| Source extract |
Is winter thawing? Industry leaders discuss esports finances

Is Esports Winter Over?
Background image: Rikard Fagerberg / DreamHack

There is an Italian legend that the last three days of January, the so-called days of the blackbird, can predict whether the spring season is just around the corner or if winter will clasp its grip on the landscape for a bit longer.

The esport industry is in its days of the blackbird. The worst of winter seems to have passed, but spring is still not in full bloom. How close is esports to seasonal change?

Some claim winter never even came for the industry and this moment is just a natural trough after a very big peak. “I can assure you Berlin is very cold, and we never approached that. We’re always in the soft, Californian spring,” claimed G2 Esports CEO, Alban Dechelotte.

Pointing to consistent revenue increases and sponsorship expansion since the organisation’s founding, he highlighted G2’s continuous growth trajectory, even during the ups and downs of the pre and post pandemic era. 

Still, Dechelotte acknowledged the challenge of maintaining momentum as viewership returns to “normal levels” post-pandemic, and how the industry needs innovation to go back to the numbers recorded during lockdown — like the “very smart” tactic of introducing costreaming to some franchised leagues.

Alexander Müller, CEO of SK Gaming, is not of the same opinion. 

“The assumption that we are in a kind of esports winter, it’s correct,” said Müller. “You could see [companies] struggle at some point or adjust their business models, adjust spending, adjust left and right; and that’s a consequence of what’s happening around us.” 

ESI Lisbon 2024

Referring not only to the COVID-19 pandemic, but also the pervasive economic uncertainty prevailing across all markets, the product of wars, inflation, and social unrest, Müller and other industry executives explained how this uncertainty affects everyone’s business model — including the orgs’.

Others, like Jonathan Jang, VP of Esports at 100 Thieves, believe esports winter is a matter of perspective. “A lot of people use the term esports winter because our revenue models from before aren’t working,” he said, emphasising that those models were never sustainable to begin with. He sees this period as organisations figuring out how to create sustainable businesses around their esports teams, describing it as a reality check for many. 

These “cycles of ups and downs,” which occur in other markets as well, are what alter the investors’ perspective, according to Team Vitality’s CEO and Co-founder Nicolas Maurer. 

Investors now more closely scrutinise the fundamentals of esports organisations, wary of profitability and sustainability concerns, further compounded by wider economic downturns and illusory promises of crypto money. Nonetheless, certain partners remain steadfast, renewing multi-year deals with organisations and leagues and signing new ones, signifying belief in esports’ enduring potential and suggesting pathways for stability.

This is the climate under which every player of the industry entered 2024. 

According to Steve Arhancet, Co-CEO of Team Liquid, at present there are two groups of esports companies. The first one includes the well-funded, capital-rich companies which failed to create real business models and revenue, which weren’t able to raise incremental capital and “simply ceased to exist.”

The second group are companies that are running healthy businesses, looking to consolidate and merge, or which are valued “substantially lower” than their real value. Essentially, Arhancet explains, these companies’ operations might be strong and profitable, but their market valuation doesn’t reflect their true potential or current success.

| Input data |
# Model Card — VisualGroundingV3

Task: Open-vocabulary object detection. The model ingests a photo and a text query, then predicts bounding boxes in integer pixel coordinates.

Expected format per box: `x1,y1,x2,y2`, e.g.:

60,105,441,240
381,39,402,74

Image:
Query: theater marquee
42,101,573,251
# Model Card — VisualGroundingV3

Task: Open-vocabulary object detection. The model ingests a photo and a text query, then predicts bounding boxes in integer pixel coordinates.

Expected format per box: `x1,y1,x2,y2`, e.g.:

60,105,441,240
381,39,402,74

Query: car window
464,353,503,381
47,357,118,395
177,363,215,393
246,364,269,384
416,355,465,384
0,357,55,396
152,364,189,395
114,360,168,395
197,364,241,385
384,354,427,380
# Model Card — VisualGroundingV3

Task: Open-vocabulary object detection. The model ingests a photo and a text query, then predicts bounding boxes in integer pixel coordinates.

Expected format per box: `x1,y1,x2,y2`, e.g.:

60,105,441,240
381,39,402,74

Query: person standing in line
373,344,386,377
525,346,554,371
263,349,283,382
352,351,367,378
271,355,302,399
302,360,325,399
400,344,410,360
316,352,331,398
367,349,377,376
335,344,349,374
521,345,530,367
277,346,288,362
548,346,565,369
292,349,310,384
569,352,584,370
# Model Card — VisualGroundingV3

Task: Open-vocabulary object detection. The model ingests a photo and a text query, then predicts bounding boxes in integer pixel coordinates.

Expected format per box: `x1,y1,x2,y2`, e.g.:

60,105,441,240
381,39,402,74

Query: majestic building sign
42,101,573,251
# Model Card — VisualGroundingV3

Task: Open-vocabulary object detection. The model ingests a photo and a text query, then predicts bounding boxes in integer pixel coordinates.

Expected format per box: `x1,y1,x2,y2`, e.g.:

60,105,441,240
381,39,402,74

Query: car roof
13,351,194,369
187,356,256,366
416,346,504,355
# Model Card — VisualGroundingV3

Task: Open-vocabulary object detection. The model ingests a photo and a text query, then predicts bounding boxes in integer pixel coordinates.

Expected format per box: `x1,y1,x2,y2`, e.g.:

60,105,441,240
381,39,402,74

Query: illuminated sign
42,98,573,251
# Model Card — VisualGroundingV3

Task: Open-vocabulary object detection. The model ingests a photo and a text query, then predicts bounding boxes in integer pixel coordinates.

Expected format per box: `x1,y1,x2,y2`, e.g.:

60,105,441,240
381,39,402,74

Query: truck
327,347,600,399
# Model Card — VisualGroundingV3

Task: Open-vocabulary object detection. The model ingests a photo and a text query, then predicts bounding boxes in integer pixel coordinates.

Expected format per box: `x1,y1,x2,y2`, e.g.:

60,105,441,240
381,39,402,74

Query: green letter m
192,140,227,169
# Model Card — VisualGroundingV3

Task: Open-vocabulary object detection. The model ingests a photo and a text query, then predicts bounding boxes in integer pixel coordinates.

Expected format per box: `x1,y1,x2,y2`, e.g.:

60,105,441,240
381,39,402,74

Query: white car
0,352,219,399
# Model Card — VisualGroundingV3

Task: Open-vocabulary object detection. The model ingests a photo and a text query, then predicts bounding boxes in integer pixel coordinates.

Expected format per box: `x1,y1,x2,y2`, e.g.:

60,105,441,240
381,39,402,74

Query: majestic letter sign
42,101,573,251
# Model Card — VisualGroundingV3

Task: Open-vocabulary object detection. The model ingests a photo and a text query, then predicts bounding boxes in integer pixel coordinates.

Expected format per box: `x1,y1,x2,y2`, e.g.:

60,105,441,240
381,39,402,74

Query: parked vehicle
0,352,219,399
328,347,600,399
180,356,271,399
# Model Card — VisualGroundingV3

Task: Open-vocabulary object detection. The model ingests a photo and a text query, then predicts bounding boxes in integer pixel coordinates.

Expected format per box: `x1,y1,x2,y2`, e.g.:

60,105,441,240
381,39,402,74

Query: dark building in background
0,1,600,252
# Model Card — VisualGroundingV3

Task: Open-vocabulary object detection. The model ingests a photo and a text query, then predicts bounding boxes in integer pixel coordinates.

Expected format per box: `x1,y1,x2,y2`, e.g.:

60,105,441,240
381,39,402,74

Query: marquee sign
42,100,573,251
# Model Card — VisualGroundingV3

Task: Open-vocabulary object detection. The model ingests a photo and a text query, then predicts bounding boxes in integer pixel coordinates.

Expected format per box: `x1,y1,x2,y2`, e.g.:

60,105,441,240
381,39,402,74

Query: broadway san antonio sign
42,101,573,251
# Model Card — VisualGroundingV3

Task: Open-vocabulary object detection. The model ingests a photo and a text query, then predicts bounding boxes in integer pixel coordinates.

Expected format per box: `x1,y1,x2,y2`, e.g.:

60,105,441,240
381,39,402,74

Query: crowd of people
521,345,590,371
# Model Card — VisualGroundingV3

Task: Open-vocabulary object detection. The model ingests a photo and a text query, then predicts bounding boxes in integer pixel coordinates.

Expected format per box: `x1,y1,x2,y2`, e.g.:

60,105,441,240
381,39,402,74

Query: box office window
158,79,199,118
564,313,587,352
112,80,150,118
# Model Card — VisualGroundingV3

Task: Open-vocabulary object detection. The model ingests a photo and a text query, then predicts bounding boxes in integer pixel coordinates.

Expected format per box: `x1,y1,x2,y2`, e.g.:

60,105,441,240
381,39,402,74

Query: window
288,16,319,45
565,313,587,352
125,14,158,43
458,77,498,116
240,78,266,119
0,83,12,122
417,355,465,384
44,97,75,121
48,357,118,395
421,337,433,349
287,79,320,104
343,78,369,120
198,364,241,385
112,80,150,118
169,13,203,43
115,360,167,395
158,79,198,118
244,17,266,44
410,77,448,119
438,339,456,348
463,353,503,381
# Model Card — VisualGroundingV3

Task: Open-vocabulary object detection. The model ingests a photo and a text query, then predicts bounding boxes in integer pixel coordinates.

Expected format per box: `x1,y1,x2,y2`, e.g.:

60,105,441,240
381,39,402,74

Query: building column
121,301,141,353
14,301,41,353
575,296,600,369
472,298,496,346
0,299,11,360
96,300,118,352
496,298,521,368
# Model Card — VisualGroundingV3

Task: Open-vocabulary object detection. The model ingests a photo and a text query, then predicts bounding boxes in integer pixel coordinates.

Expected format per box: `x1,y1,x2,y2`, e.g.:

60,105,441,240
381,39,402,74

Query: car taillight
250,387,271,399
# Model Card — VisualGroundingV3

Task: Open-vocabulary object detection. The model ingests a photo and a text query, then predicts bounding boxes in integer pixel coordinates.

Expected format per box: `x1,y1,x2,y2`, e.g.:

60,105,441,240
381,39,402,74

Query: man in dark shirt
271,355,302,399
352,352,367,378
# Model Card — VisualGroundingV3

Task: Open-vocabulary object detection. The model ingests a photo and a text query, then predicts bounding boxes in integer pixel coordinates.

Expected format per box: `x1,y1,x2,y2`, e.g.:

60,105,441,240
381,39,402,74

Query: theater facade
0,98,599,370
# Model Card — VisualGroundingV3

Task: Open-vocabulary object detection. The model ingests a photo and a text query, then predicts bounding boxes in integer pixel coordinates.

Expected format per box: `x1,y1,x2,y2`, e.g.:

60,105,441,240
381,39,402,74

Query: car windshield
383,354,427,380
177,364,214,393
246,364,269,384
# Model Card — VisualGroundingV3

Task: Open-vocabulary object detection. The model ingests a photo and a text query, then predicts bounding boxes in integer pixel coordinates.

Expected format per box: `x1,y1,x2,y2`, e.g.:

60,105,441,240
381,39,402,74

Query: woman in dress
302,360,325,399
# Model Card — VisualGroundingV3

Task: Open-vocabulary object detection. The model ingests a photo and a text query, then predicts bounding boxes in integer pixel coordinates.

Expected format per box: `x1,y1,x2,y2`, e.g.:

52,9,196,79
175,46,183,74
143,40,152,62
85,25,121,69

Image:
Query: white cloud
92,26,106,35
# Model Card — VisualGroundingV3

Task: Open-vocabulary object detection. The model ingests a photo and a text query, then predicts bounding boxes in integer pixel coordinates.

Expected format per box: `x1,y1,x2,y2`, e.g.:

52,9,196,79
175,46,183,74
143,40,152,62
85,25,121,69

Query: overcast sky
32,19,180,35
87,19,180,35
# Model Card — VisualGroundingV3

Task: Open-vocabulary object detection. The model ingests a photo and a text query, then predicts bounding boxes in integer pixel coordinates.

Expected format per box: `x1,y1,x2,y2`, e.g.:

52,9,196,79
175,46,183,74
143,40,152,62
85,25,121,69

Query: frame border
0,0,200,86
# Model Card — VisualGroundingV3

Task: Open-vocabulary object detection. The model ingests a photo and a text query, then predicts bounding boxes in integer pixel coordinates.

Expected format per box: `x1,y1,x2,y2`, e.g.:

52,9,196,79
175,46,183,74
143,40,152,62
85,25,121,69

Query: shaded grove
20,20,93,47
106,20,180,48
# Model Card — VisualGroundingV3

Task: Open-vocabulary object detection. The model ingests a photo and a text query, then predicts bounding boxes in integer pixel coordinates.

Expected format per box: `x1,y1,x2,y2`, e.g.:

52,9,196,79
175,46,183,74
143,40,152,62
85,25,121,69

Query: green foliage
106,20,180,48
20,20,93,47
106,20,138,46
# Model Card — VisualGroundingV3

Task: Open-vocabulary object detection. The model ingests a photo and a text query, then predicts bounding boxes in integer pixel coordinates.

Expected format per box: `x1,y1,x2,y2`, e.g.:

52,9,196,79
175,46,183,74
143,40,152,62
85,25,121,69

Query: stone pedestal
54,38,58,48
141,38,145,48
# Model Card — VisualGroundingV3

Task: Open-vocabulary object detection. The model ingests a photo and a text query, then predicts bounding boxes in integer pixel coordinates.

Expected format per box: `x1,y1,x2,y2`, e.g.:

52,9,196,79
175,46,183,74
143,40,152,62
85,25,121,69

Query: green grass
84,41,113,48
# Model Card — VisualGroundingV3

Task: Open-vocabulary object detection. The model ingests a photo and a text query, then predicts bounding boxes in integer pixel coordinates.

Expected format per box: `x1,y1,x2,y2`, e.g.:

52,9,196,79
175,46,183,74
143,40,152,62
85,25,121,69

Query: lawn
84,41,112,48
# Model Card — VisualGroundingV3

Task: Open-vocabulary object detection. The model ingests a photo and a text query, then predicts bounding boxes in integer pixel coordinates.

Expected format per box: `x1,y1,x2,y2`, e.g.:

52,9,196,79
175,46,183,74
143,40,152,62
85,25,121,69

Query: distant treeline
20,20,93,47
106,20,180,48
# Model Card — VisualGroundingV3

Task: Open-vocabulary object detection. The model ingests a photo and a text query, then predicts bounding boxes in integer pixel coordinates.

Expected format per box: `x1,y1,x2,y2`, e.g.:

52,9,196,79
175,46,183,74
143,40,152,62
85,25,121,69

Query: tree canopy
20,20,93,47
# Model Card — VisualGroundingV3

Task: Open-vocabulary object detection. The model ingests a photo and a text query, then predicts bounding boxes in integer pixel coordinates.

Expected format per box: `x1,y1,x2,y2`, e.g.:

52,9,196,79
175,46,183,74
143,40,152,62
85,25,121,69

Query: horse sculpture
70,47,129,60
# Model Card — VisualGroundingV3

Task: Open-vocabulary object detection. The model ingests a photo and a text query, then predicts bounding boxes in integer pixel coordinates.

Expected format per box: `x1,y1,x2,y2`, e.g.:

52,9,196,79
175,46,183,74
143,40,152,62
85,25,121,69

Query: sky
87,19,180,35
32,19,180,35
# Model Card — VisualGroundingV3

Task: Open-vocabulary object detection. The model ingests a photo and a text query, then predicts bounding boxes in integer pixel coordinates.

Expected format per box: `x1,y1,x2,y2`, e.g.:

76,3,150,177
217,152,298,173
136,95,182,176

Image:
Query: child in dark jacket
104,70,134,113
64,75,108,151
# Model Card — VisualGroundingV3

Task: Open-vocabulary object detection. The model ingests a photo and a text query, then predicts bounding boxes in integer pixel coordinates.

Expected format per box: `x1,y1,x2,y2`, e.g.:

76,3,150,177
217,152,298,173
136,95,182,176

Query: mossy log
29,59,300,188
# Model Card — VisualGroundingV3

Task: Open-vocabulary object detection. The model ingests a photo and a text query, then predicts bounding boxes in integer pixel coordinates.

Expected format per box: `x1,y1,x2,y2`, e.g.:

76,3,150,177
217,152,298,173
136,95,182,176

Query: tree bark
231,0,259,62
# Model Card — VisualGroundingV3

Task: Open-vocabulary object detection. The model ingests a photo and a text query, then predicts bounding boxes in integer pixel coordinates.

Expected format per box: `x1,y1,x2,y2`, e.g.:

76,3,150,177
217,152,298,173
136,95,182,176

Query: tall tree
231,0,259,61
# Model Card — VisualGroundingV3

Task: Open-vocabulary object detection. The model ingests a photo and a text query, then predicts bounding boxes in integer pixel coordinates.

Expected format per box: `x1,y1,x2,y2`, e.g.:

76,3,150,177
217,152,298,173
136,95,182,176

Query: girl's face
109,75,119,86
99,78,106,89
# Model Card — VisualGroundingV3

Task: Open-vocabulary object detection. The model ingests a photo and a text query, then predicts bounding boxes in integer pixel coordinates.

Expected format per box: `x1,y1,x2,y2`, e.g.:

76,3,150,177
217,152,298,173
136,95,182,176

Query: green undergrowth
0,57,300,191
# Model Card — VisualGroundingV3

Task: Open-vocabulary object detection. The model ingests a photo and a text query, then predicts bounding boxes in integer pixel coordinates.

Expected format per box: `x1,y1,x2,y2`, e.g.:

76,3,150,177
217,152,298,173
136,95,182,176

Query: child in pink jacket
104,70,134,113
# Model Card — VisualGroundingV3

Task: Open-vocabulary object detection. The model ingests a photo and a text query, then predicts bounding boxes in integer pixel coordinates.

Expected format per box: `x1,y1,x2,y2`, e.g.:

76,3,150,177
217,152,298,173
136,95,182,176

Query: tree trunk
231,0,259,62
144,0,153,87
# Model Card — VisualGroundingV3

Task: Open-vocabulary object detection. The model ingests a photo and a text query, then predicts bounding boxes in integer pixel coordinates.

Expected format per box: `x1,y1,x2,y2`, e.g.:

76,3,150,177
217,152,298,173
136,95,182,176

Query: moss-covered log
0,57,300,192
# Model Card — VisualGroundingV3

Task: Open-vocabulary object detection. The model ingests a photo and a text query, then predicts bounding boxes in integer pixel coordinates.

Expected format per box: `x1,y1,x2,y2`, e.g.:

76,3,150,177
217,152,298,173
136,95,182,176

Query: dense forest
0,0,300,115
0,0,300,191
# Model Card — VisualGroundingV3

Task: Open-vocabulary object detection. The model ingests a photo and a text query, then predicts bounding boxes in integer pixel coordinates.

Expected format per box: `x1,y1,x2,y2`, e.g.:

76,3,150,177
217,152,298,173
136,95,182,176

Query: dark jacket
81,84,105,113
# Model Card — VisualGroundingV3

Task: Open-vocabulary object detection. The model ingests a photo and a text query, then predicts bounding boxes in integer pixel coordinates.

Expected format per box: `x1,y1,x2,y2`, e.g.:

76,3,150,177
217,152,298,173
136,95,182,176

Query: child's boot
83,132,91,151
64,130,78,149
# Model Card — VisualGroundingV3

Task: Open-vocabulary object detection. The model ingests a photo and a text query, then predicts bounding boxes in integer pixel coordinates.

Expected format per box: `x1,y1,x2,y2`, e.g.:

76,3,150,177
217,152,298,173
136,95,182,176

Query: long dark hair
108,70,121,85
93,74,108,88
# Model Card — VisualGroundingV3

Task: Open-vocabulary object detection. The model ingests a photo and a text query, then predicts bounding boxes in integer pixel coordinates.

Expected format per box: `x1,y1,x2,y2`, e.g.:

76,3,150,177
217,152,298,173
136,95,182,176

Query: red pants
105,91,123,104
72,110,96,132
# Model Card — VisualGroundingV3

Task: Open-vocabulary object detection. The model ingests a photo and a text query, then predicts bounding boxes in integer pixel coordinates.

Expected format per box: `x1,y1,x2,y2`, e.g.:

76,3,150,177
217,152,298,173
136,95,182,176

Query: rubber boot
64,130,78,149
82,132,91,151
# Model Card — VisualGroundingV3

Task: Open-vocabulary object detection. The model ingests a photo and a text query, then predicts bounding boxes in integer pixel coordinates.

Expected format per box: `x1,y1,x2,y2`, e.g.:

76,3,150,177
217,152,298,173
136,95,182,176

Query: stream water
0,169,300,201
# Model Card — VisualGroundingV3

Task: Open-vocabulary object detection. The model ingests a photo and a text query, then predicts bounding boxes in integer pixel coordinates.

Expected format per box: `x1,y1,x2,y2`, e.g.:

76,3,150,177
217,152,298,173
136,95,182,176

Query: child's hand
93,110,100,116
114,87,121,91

| Problem 1 |
In the esports finance article, which executive says the assumption that the industry is in an esports winter is correct?
| Problem 2 |
Copy word for word the passage of the esports finance article that begins at the words "The esport industry" and ends after "to seasonal change?".

| Expected output 1 |
Alexander Müller, CEO of SK Gaming.

| Expected output 2 |
The esport industry is in its days of the blackbird. The worst of winter seems to have passed, but spring is still not in full bloom. How close is esports to seasonal change?